-- Start Data --

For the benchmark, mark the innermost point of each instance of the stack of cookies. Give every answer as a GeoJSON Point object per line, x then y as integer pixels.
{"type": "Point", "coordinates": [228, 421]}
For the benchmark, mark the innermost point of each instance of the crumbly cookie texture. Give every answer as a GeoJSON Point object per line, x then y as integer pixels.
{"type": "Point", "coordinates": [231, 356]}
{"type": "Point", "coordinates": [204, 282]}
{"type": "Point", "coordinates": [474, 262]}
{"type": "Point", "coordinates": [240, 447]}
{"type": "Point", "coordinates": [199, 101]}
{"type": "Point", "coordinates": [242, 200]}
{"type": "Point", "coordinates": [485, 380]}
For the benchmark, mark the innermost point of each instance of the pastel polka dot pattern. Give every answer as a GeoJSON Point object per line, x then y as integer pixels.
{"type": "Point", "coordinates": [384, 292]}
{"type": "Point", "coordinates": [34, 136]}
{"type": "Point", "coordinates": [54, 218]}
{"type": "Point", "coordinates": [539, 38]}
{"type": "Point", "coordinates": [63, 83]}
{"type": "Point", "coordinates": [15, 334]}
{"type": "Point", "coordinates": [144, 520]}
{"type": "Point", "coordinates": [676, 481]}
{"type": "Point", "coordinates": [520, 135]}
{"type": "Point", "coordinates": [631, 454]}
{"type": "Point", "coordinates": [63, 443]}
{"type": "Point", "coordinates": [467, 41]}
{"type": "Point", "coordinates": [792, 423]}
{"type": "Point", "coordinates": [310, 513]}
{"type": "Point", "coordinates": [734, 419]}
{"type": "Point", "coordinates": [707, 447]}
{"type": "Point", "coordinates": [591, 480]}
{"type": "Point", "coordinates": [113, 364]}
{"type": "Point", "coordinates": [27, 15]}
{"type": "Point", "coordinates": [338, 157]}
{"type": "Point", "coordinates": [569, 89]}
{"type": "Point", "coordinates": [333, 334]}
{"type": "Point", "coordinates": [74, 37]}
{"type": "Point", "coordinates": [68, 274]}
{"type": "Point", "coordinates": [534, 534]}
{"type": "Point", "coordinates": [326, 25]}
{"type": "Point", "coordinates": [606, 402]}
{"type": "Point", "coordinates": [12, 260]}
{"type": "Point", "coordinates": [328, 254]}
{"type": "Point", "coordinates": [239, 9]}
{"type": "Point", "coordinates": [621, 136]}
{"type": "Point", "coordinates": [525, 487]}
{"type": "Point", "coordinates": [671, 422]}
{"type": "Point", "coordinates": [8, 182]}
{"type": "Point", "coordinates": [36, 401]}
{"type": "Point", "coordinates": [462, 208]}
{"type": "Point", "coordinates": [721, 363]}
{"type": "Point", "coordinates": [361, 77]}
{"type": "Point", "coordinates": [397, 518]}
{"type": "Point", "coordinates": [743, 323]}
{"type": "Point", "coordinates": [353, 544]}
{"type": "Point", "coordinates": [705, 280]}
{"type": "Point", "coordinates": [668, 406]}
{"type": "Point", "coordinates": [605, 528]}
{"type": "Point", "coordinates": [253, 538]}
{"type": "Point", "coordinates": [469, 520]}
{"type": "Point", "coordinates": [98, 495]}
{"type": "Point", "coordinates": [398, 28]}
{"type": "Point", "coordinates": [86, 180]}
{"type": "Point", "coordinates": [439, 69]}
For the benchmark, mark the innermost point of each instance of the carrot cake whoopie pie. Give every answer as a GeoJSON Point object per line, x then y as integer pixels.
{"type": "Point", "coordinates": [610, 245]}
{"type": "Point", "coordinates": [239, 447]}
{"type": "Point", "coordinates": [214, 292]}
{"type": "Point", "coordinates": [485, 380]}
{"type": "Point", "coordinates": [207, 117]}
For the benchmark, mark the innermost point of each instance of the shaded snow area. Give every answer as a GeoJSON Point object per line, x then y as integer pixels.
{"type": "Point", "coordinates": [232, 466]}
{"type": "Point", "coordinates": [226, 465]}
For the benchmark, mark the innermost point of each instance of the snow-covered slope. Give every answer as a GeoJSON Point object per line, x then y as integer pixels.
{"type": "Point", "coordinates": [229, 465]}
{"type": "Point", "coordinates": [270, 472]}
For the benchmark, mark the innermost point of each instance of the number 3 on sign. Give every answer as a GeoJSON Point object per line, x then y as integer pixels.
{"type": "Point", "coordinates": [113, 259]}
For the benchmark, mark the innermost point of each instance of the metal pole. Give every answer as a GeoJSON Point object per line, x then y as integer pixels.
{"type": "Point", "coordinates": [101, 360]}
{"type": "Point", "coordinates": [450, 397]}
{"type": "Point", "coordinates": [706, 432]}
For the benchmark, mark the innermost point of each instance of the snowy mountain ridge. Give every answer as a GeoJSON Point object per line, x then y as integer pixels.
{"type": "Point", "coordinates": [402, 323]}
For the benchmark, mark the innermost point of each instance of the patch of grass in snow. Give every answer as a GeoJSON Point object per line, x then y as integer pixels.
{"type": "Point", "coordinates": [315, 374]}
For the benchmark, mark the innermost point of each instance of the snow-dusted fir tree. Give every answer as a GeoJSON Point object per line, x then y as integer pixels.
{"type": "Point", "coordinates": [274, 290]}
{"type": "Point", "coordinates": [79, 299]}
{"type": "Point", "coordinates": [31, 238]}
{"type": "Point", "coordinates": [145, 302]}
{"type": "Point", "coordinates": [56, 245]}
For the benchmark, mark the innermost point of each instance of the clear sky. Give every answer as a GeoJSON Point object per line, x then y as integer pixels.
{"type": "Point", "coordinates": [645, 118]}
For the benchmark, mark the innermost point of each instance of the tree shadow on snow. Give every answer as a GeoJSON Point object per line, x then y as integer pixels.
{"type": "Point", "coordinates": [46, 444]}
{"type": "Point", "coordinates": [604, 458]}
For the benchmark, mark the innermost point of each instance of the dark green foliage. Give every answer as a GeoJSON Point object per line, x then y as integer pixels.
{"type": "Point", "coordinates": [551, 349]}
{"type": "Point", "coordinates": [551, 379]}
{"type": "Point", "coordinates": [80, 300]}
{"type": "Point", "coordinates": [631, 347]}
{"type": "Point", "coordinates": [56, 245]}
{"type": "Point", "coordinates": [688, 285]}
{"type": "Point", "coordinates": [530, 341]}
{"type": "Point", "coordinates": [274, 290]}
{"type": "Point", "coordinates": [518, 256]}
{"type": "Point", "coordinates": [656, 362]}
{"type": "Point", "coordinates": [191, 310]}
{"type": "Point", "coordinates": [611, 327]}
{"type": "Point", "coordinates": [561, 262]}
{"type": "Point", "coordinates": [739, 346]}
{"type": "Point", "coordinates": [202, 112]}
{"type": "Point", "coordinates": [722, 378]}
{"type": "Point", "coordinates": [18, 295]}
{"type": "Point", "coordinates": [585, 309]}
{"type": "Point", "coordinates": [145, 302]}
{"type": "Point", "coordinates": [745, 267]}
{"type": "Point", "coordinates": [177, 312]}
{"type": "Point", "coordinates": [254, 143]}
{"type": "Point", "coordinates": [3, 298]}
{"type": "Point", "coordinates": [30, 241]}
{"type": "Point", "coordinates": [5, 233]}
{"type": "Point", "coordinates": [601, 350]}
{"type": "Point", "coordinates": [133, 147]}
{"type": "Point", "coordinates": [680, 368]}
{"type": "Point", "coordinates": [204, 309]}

-- End Data --

* **Written task**
Each record above should be restated word for word.

* **Exercise output**
For the benchmark, mark the innermost point of each instance of the stack of cookies. Give every answer as a GeoJSON Point object per line, x then y as integer pixels.
{"type": "Point", "coordinates": [228, 421]}
For the benchmark, mark the innermost point of each instance of the crumbly cookie texture. Give every answer as a GeoJSON Point object per line, x then y as integer pixels.
{"type": "Point", "coordinates": [231, 356]}
{"type": "Point", "coordinates": [204, 282]}
{"type": "Point", "coordinates": [474, 262]}
{"type": "Point", "coordinates": [240, 447]}
{"type": "Point", "coordinates": [199, 101]}
{"type": "Point", "coordinates": [242, 200]}
{"type": "Point", "coordinates": [485, 380]}
For the benchmark, mark the innermost point of each instance of the pastel polka dot pattern. Give every answer as a GeoJSON Point object per line, x then y as integer pixels.
{"type": "Point", "coordinates": [384, 292]}
{"type": "Point", "coordinates": [34, 136]}
{"type": "Point", "coordinates": [54, 218]}
{"type": "Point", "coordinates": [539, 38]}
{"type": "Point", "coordinates": [63, 83]}
{"type": "Point", "coordinates": [15, 334]}
{"type": "Point", "coordinates": [144, 520]}
{"type": "Point", "coordinates": [676, 481]}
{"type": "Point", "coordinates": [520, 135]}
{"type": "Point", "coordinates": [631, 454]}
{"type": "Point", "coordinates": [63, 443]}
{"type": "Point", "coordinates": [467, 41]}
{"type": "Point", "coordinates": [792, 423]}
{"type": "Point", "coordinates": [310, 513]}
{"type": "Point", "coordinates": [734, 419]}
{"type": "Point", "coordinates": [707, 447]}
{"type": "Point", "coordinates": [591, 480]}
{"type": "Point", "coordinates": [113, 364]}
{"type": "Point", "coordinates": [27, 15]}
{"type": "Point", "coordinates": [338, 157]}
{"type": "Point", "coordinates": [569, 89]}
{"type": "Point", "coordinates": [333, 334]}
{"type": "Point", "coordinates": [74, 37]}
{"type": "Point", "coordinates": [68, 274]}
{"type": "Point", "coordinates": [534, 534]}
{"type": "Point", "coordinates": [326, 25]}
{"type": "Point", "coordinates": [606, 402]}
{"type": "Point", "coordinates": [12, 260]}
{"type": "Point", "coordinates": [328, 254]}
{"type": "Point", "coordinates": [239, 9]}
{"type": "Point", "coordinates": [621, 136]}
{"type": "Point", "coordinates": [525, 487]}
{"type": "Point", "coordinates": [671, 422]}
{"type": "Point", "coordinates": [8, 182]}
{"type": "Point", "coordinates": [36, 401]}
{"type": "Point", "coordinates": [462, 208]}
{"type": "Point", "coordinates": [721, 363]}
{"type": "Point", "coordinates": [361, 77]}
{"type": "Point", "coordinates": [397, 518]}
{"type": "Point", "coordinates": [743, 323]}
{"type": "Point", "coordinates": [353, 544]}
{"type": "Point", "coordinates": [705, 280]}
{"type": "Point", "coordinates": [668, 406]}
{"type": "Point", "coordinates": [605, 528]}
{"type": "Point", "coordinates": [253, 538]}
{"type": "Point", "coordinates": [469, 520]}
{"type": "Point", "coordinates": [98, 495]}
{"type": "Point", "coordinates": [398, 28]}
{"type": "Point", "coordinates": [86, 180]}
{"type": "Point", "coordinates": [439, 69]}
For the benchmark, mark the innermost point of each instance of the carrot cake whoopie pie. Give every answer as a GeoJSON Point object per line, x then y as integer pixels.
{"type": "Point", "coordinates": [610, 245]}
{"type": "Point", "coordinates": [239, 447]}
{"type": "Point", "coordinates": [214, 292]}
{"type": "Point", "coordinates": [485, 380]}
{"type": "Point", "coordinates": [207, 117]}
For the benchmark, mark the innermost point of each instance of the shaded snow area. Give every answer as a GeoJSON Point object per line, x then y as integer pixels.
{"type": "Point", "coordinates": [232, 466]}
{"type": "Point", "coordinates": [226, 465]}
For the benchmark, mark the innermost point of each instance of the snow-covered slope. Give every answer as a GeoJSON Point object per line, x then y as integer pixels.
{"type": "Point", "coordinates": [229, 465]}
{"type": "Point", "coordinates": [270, 472]}
For the benchmark, mark the innermost point of each instance of the number 3 on sign. Give every answer as a GeoJSON Point object per line, x then y as integer pixels.
{"type": "Point", "coordinates": [113, 259]}
For the benchmark, mark the innermost point of each instance of the metal pole. Give every answer as a GeoJSON Point object per line, x then y as integer pixels.
{"type": "Point", "coordinates": [101, 360]}
{"type": "Point", "coordinates": [450, 397]}
{"type": "Point", "coordinates": [706, 432]}
For the benchmark, mark the innermost point of each instance of the snowy mountain ridge. Give every answer as a GeoJSON Point object per line, x then y as integer pixels.
{"type": "Point", "coordinates": [402, 323]}
For the benchmark, mark the innermost point of each instance of the patch of grass in snow. Give every answer as a GeoJSON Point object per line, x then y as integer pixels.
{"type": "Point", "coordinates": [315, 374]}
For the benchmark, mark the innermost point of each instance of the snow-dusted fir tree. Give every answer as a GeoJSON Point object per line, x then y as integer pixels.
{"type": "Point", "coordinates": [274, 290]}
{"type": "Point", "coordinates": [79, 299]}
{"type": "Point", "coordinates": [31, 238]}
{"type": "Point", "coordinates": [145, 302]}
{"type": "Point", "coordinates": [56, 245]}
For the benchmark, mark the innermost point of each instance of the clear sky. Give every answer as a GeoJSON Point object per line, x then y as integer pixels.
{"type": "Point", "coordinates": [645, 118]}
For the benchmark, mark the innermost point of each instance of the tree shadow on snow. Give every answer as a GeoJSON Point object per line, x then y as integer pixels.
{"type": "Point", "coordinates": [46, 444]}
{"type": "Point", "coordinates": [604, 458]}
For the benchmark, mark the innermost point of each instance of the dark green foliage. Give every answer as a GeoJSON Point object per line, x then y as integer pixels.
{"type": "Point", "coordinates": [551, 349]}
{"type": "Point", "coordinates": [551, 379]}
{"type": "Point", "coordinates": [80, 300]}
{"type": "Point", "coordinates": [631, 347]}
{"type": "Point", "coordinates": [56, 245]}
{"type": "Point", "coordinates": [688, 285]}
{"type": "Point", "coordinates": [530, 341]}
{"type": "Point", "coordinates": [274, 290]}
{"type": "Point", "coordinates": [518, 256]}
{"type": "Point", "coordinates": [656, 362]}
{"type": "Point", "coordinates": [191, 310]}
{"type": "Point", "coordinates": [611, 327]}
{"type": "Point", "coordinates": [561, 262]}
{"type": "Point", "coordinates": [739, 346]}
{"type": "Point", "coordinates": [202, 112]}
{"type": "Point", "coordinates": [722, 378]}
{"type": "Point", "coordinates": [18, 295]}
{"type": "Point", "coordinates": [585, 309]}
{"type": "Point", "coordinates": [145, 302]}
{"type": "Point", "coordinates": [745, 267]}
{"type": "Point", "coordinates": [177, 312]}
{"type": "Point", "coordinates": [254, 143]}
{"type": "Point", "coordinates": [3, 298]}
{"type": "Point", "coordinates": [30, 241]}
{"type": "Point", "coordinates": [5, 233]}
{"type": "Point", "coordinates": [601, 350]}
{"type": "Point", "coordinates": [133, 147]}
{"type": "Point", "coordinates": [680, 368]}
{"type": "Point", "coordinates": [204, 309]}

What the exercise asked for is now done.